DATA SHOWN:
-.-.-
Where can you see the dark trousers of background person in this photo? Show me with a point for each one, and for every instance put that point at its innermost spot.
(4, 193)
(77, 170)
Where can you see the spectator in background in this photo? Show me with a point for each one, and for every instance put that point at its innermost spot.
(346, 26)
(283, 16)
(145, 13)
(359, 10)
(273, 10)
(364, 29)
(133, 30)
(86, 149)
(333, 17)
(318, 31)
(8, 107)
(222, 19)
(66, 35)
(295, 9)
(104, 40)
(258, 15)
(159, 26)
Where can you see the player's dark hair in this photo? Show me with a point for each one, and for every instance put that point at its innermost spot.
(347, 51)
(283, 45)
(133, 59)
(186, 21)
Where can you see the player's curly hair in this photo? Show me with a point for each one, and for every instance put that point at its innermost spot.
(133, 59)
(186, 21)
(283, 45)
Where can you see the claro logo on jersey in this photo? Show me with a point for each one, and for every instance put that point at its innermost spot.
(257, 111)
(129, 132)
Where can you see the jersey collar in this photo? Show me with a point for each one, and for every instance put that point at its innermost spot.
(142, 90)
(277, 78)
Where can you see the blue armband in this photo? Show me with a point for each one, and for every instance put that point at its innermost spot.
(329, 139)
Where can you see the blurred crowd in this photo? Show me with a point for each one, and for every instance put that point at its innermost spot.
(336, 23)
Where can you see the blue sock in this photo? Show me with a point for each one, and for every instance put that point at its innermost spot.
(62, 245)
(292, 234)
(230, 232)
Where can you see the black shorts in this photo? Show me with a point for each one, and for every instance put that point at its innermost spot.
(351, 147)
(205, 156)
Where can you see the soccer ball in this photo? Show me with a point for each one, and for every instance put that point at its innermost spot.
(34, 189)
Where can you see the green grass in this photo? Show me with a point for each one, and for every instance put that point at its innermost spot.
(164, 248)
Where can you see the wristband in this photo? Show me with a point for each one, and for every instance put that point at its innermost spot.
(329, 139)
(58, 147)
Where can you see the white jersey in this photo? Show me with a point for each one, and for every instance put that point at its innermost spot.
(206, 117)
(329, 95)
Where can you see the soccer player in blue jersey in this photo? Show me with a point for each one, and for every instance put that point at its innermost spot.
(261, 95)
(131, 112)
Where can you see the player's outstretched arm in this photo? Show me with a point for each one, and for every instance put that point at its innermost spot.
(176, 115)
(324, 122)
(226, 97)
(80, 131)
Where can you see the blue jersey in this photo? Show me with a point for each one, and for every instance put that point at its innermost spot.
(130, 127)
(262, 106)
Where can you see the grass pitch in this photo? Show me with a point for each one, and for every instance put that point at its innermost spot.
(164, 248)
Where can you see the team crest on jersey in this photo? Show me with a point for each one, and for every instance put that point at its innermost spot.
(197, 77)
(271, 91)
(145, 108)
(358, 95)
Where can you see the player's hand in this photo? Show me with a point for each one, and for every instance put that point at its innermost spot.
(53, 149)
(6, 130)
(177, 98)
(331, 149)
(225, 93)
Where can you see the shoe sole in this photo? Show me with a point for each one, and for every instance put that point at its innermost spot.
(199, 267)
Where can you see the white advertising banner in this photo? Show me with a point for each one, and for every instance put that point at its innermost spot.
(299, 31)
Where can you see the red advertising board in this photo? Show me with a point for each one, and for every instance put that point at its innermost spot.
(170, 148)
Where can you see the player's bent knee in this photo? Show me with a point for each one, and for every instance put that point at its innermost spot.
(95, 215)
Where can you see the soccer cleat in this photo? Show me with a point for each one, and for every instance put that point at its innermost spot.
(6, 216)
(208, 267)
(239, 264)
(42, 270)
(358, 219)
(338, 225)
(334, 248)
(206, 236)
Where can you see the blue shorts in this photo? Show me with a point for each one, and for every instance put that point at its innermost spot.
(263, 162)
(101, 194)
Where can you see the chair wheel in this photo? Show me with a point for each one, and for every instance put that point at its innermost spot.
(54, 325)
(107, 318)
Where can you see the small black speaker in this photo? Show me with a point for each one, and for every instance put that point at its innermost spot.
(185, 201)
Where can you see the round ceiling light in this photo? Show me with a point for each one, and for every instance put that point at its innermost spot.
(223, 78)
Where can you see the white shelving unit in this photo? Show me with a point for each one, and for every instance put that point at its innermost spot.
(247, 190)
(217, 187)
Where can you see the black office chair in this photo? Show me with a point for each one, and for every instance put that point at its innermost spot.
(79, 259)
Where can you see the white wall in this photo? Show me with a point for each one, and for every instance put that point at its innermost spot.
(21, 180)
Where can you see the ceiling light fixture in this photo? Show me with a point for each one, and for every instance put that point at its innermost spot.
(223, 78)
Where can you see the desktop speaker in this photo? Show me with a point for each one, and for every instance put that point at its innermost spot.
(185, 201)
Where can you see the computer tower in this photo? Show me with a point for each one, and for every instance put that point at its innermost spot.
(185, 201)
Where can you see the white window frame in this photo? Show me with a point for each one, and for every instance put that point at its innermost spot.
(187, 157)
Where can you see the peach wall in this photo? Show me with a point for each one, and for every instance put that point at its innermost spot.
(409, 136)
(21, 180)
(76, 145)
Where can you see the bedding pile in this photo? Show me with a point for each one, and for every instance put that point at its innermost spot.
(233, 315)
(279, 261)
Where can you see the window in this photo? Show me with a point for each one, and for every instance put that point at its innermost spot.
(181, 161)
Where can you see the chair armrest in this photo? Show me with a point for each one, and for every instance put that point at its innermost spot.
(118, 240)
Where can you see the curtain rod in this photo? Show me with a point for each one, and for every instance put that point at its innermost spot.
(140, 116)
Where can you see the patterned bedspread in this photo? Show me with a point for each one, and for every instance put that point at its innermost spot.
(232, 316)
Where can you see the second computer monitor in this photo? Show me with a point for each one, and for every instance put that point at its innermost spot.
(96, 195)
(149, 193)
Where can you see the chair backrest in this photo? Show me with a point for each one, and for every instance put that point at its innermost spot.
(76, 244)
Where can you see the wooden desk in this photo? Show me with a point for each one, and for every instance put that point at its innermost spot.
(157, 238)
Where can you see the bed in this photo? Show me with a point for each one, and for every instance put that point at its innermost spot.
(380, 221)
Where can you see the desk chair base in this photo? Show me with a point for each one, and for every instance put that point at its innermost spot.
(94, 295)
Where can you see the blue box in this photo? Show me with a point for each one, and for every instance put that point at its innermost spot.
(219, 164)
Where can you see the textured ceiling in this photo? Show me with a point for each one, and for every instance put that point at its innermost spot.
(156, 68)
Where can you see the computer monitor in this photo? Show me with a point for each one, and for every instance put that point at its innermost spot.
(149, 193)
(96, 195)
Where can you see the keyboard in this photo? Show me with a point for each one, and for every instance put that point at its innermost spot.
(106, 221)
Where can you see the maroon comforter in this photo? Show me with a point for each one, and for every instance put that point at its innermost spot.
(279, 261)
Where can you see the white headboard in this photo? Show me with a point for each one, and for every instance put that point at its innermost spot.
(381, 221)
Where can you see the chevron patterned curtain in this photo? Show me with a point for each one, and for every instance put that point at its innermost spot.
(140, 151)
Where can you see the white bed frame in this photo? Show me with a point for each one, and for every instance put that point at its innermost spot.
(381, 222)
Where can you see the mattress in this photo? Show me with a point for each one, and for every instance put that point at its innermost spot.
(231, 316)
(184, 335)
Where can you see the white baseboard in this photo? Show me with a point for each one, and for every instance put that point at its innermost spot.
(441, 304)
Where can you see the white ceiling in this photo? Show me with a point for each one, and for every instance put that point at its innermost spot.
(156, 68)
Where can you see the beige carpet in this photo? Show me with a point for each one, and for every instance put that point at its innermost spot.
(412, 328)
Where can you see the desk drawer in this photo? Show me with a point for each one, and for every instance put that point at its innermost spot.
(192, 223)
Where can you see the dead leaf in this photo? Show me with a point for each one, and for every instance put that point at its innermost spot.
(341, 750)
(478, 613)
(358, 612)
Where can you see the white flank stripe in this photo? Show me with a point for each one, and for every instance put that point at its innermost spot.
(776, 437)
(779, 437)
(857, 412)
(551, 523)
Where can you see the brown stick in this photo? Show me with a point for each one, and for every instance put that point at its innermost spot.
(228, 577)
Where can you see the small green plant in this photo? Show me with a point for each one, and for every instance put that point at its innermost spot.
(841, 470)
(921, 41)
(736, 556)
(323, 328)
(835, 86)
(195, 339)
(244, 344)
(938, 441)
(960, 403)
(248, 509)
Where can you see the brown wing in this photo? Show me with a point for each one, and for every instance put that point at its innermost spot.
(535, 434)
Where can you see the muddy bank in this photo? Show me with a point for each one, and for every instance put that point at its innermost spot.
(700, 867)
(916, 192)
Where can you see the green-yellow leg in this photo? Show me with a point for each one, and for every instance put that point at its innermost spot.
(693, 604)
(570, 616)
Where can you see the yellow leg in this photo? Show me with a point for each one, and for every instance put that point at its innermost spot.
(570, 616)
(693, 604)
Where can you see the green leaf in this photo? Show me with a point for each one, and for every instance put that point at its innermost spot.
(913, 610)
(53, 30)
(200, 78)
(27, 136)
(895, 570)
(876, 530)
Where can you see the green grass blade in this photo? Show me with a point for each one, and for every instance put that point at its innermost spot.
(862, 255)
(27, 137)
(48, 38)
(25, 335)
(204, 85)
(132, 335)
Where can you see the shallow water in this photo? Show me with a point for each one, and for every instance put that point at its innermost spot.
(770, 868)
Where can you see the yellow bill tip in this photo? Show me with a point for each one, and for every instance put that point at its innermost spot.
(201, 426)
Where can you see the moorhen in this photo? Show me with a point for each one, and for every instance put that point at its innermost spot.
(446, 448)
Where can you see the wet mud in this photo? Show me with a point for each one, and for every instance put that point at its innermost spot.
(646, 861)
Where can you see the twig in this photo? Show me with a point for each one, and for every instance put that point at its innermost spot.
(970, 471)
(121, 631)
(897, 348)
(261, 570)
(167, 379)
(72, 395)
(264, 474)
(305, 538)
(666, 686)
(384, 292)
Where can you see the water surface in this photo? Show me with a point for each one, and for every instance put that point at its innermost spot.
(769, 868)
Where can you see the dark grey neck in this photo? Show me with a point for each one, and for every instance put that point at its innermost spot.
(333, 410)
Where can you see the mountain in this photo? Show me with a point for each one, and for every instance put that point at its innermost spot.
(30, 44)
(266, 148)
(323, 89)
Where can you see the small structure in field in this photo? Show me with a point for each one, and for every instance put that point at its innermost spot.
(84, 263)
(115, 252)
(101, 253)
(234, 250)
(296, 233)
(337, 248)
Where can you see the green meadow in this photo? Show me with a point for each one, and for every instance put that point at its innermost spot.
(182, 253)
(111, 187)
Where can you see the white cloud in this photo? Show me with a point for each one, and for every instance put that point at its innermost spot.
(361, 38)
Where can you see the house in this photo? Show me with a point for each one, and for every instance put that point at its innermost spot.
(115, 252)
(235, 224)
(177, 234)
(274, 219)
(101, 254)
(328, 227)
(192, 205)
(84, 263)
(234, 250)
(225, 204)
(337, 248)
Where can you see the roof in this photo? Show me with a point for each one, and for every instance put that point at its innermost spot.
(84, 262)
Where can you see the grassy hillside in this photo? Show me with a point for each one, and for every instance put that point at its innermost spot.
-.-.-
SHORT PROBLEM: Take every line from the one containing "Where can you see the house" to the end of the listing and output it exactly, with nothing else.

RESULT:
Where can you see the house in this photo? Show me with a point for each one, and for every instance put that point at its innermost spot.
(115, 252)
(235, 224)
(177, 234)
(274, 219)
(101, 254)
(328, 227)
(192, 205)
(84, 263)
(234, 250)
(225, 204)
(337, 248)
Where can you see the roof in this photo? Show me with a point for each one, and for every instance put that point at its innermost spot.
(84, 262)
Where can you see the grassy hillside in this photo? Show me with a point for each one, and for every instance put that point at its innermost spot.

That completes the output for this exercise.